## Start
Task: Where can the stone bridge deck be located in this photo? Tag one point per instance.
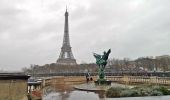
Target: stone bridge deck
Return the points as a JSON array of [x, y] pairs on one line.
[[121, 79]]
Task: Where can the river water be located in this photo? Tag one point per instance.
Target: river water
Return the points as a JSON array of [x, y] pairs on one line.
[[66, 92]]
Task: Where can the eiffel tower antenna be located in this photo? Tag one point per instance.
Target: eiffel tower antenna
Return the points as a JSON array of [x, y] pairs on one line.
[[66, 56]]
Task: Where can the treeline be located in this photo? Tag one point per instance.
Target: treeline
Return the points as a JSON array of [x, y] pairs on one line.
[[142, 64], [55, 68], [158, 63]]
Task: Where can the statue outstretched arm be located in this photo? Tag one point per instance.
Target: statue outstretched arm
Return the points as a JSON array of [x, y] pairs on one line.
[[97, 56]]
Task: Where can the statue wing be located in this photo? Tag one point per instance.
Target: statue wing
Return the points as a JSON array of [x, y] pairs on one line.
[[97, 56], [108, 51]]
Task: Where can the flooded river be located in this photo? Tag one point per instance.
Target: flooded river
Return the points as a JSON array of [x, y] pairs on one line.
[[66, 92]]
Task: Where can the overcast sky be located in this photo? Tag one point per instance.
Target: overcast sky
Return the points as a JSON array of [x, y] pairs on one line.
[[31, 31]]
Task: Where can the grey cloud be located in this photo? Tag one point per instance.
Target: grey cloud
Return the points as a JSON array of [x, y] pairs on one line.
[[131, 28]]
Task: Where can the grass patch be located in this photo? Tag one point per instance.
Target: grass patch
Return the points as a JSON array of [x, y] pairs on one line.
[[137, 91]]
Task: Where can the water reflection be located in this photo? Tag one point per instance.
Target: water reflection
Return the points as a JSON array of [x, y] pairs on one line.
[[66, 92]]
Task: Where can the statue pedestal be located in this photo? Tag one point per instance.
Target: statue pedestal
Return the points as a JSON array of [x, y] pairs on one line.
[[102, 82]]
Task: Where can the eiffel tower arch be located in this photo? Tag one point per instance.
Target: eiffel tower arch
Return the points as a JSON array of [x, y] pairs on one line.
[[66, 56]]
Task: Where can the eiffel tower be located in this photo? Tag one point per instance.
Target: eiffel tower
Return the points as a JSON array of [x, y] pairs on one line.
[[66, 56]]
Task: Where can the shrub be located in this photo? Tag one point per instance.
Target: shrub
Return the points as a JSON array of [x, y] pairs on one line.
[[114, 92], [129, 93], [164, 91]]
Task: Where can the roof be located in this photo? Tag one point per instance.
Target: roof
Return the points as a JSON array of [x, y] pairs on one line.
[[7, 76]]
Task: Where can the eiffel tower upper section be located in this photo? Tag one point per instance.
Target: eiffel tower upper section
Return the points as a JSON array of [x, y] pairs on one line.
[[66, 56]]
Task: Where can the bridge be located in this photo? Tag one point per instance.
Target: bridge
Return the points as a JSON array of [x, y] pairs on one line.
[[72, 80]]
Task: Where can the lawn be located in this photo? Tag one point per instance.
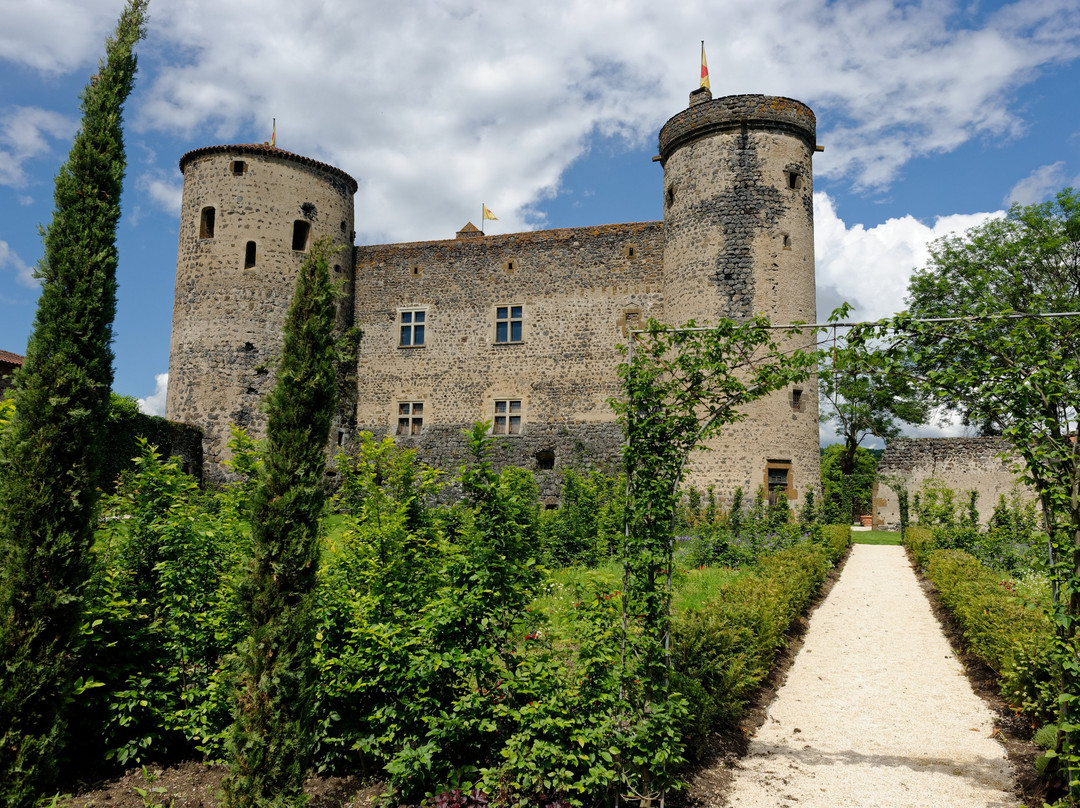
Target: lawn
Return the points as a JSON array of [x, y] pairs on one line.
## End
Reproduce the listing above verbatim, line for line, omitting the pictures.

## Result for this task
Task: Where can the stone bridge deck be located in this photo? Tag one point per instance.
Target: stone bridge deck
Return the points as a JSON array of [x, y] pairs on one line.
[[121, 79]]
Task: Where can the river water be located in this photo? Tag one point per instance.
Target: river water
Return the points as a JSON array of [x, y] pairs on one line.
[[66, 92]]
Task: Where can the eiffel tower antenna be located in this photo? Tag one point per instance.
Target: eiffel tower antenna
Return the points as a JSON array of [x, y] pairs on one line.
[[66, 56]]
Task: Where can the treeline be located in this photo? Tag one point per instance.
Target: treeline
Return the points as a JSON array of [x, y] pairs on one line.
[[142, 64], [55, 68], [158, 63]]
Task: Where can the statue outstretched arm be located in this photo? Tag one point per instance.
Target: statue outstretched arm
Return the points as a JSON array of [x, y] pairs on one line.
[[97, 56]]
Task: Where can the statue wing be located in this photo? Tag one point per instance.
Target: statue wing
Return the points as a JSON array of [x, y] pairs on one line.
[[97, 56], [108, 51]]
Task: Where can the flooded river be located in this photo? Tag one point per instance.
Target: flooded river
Return the points as a JSON array of [x, y] pairs on one line.
[[66, 92]]
Task: Where can the overcast sky be located in this photo? Tag one point per instance.
Target: overcast sky
Return the points as a JSON array of [x, y] pairs on one line.
[[31, 31]]
Task: Where can the grey cloud be located in this photo? Tag one point per instance.
Target: grey cloud
Return the points as a JSON array of [x, y] pairs on one line.
[[131, 28]]
Task: Where can the grass patch be located in this photo? Tag one point per instance.
Target: grass patch
Return the points as a JSON array of [x, y] pairs on one line.
[[137, 91]]
Task: Where can the water reflection be located in this photo? Tag one point per instance.
Target: water reflection
Return the points as a JSON array of [x, y] pairs on one line.
[[66, 92]]
Task: Where can the statue pedestal be located in this photo? Tag one point per instance.
Target: statue pedestal
Return the points as a JSON array of [x, y] pairs on one line.
[[102, 82]]
Task: Where can the eiffel tower arch be located in this photo? Tag one point per instance.
Target: eiffel tower arch
Return the points as a JSON array of [x, y] pairs on one line.
[[66, 56]]
Task: Where can the eiffel tower be located in this photo? Tag one point per instance.
Target: eiffel tower
Return the points as a JSON array of [x, y] pairs on one line.
[[66, 56]]
Task: Where can the shrub be located in this photo? Tag one point per instance.
Target: shrub
Return the points as a JSON array of [x, y] pairs on one line.
[[114, 92], [129, 93], [164, 91]]
Task: Where can the roof be located in this photo? Tag one point per instance.
Target: roof
Return the points as a JSON array of [x, y] pairs on one line.
[[7, 76]]
Task: Where can the eiffel tower upper section be located in this photo? Tag one point per instance.
Target: eiffel tower upper section
Return the points as a JSON array of [x, y] pairs on one line.
[[66, 56]]
Task: Where can the bridge be located in this photo? Tag one point per instance.
Target: bridge
Return the points as a JSON array of [x, y] pairs on one line.
[[72, 80]]
Task: Where can the lawn be located in this photo? Tag one point per instance.
Target: lawn
Return the points as a JSON array of [x, y] pairs on one line.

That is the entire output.